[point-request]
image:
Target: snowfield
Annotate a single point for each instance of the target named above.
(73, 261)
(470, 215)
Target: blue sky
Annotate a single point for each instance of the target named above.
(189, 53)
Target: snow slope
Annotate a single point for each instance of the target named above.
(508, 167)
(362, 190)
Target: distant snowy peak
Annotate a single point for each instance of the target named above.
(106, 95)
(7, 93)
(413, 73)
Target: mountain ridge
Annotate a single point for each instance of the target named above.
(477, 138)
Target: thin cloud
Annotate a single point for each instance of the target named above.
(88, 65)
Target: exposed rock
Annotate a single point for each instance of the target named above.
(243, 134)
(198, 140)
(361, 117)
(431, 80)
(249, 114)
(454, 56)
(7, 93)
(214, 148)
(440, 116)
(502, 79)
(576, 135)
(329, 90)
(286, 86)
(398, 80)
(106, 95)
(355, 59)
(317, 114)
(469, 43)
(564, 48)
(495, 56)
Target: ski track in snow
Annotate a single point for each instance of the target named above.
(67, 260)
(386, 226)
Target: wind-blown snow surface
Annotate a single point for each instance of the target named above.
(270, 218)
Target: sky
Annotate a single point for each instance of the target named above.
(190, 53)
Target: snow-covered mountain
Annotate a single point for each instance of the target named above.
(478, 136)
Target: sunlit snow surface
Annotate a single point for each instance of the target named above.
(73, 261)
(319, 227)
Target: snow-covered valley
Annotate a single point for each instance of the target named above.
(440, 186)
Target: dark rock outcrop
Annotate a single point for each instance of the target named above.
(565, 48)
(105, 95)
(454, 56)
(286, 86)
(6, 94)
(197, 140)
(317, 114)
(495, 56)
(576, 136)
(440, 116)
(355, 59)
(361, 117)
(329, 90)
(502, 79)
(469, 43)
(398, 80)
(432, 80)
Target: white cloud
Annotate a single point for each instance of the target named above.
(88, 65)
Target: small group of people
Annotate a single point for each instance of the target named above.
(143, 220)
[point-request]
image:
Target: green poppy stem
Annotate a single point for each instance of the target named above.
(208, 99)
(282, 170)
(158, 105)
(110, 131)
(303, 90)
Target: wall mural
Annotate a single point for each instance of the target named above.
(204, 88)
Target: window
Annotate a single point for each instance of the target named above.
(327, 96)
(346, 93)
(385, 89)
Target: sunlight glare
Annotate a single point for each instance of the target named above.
· · · · · · ·
_Work to be completed_
The answer must be a verbatim transcription of all the entries.

_The completed task_
[point-request]
image:
Target: snowfield
Annotate a single point for each instance of the target named above.
(73, 261)
(470, 215)
Target: blue sky
Annotate a single point for each instance of the target named above.
(189, 53)
Target: snow slope
Annotate a single point for each instance of the target named above.
(508, 167)
(362, 190)
Target: distant snowy peak
Annotate a single point for each instance of the target named above.
(106, 95)
(7, 93)
(413, 73)
Target: mountain ridge
Annotate a single point for each instance of the target named above.
(477, 138)
Target: thin cloud
Annotate a single point for each instance of the target named above.
(88, 65)
Target: exposed rock
Annotate a single point for each instance of the target named above.
(243, 134)
(198, 140)
(361, 117)
(431, 80)
(249, 114)
(454, 56)
(7, 93)
(214, 148)
(440, 116)
(502, 79)
(576, 135)
(329, 90)
(286, 86)
(398, 80)
(106, 95)
(355, 59)
(317, 114)
(469, 43)
(564, 48)
(495, 56)
Target: ski track in snow
Annotate a single point for each instance of the target named above.
(67, 260)
(386, 226)
Target: wind-blown snow surface
Annotate a single point for each instance of the target named above.
(270, 218)
Target: sky
Annotate a single point for each instance of the target named above.
(190, 53)
Target: snow-covered mountain
Annotate a single point for each instance of the target named above.
(478, 136)
Target: sunlit snow surface
Annotate a single point for each instance of the target named above.
(73, 261)
(319, 227)
Target: snow-covered valley
Annotate a single point for each instance of the target named above.
(440, 186)
Target: dark rock outcrop
Annotate a single point for each instance of the target named above.
(565, 48)
(105, 95)
(454, 56)
(286, 86)
(6, 94)
(197, 140)
(317, 114)
(495, 56)
(576, 136)
(440, 116)
(355, 59)
(361, 117)
(329, 90)
(502, 79)
(469, 43)
(398, 80)
(432, 80)
Target: white cloud
Annotate a single point for each instance of the target named above.
(88, 65)
Target: small group of people
Annotate a single point for each instance of the target named above.
(143, 220)
[point-request]
image:
Target: green poppy stem
Annotate a single point for each instance of the target named above.
(208, 99)
(282, 170)
(158, 105)
(110, 131)
(303, 90)
Target: wall mural
Annotate a single point for each instance of the target named above.
(204, 88)
Target: window
Annotate a single point for each instance of the target named above.
(327, 96)
(346, 93)
(385, 89)
Target: sunlight glare
Annotate a single point for each instance of the target named above.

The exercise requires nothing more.